ACTIVITY: Once the line containing "for every instance of the green bench" is found in the entries below, reproduce it and every line after it, stopping at and including the line containing "for every instance of the gold"; reproduce nothing else, and keep each line exact.

□ □ □ □

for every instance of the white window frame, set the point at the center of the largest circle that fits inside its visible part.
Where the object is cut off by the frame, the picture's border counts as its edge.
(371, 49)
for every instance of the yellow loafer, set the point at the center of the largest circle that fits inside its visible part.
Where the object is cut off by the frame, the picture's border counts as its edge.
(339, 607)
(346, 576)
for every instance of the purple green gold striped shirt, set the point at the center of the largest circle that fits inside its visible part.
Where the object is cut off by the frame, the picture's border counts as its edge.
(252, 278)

□ □ □ □

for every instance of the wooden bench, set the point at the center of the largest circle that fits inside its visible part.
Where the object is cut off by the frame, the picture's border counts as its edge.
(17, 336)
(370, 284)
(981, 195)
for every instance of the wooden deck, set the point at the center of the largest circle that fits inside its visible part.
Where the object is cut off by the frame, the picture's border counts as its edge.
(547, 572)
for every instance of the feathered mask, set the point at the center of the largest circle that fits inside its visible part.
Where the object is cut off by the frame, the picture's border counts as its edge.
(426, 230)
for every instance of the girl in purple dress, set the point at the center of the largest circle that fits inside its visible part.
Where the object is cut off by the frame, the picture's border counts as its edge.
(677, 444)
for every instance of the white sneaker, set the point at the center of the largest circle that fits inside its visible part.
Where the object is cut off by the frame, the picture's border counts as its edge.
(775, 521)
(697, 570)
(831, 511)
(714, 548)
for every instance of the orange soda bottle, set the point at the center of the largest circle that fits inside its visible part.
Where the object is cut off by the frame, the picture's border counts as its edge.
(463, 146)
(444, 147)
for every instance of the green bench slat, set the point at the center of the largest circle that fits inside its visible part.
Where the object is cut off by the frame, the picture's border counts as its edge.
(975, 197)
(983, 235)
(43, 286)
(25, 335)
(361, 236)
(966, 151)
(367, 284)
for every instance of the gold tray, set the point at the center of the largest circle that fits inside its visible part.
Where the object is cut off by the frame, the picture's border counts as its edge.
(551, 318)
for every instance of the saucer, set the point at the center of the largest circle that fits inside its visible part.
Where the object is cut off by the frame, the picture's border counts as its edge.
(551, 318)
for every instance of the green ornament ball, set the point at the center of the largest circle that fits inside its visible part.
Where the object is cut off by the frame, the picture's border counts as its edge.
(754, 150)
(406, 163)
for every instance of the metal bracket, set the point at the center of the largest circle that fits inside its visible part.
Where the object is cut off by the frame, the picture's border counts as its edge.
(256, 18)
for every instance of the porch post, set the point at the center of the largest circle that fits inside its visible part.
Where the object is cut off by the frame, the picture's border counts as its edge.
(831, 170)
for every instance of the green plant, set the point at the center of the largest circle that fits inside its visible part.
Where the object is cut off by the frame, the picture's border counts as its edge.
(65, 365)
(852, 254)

□ □ □ □

PROBLEM SOLUTION:
for every instance of the green bench slat, set the point at the center of the largest circle that fits inside its visible part.
Where the object is cut off by the frame, the picture's border counts as its edge.
(975, 197)
(983, 235)
(43, 286)
(25, 335)
(361, 236)
(966, 151)
(367, 284)
for every instance of the gold tray, set the point at the center of the largest circle that fits inside its visible part.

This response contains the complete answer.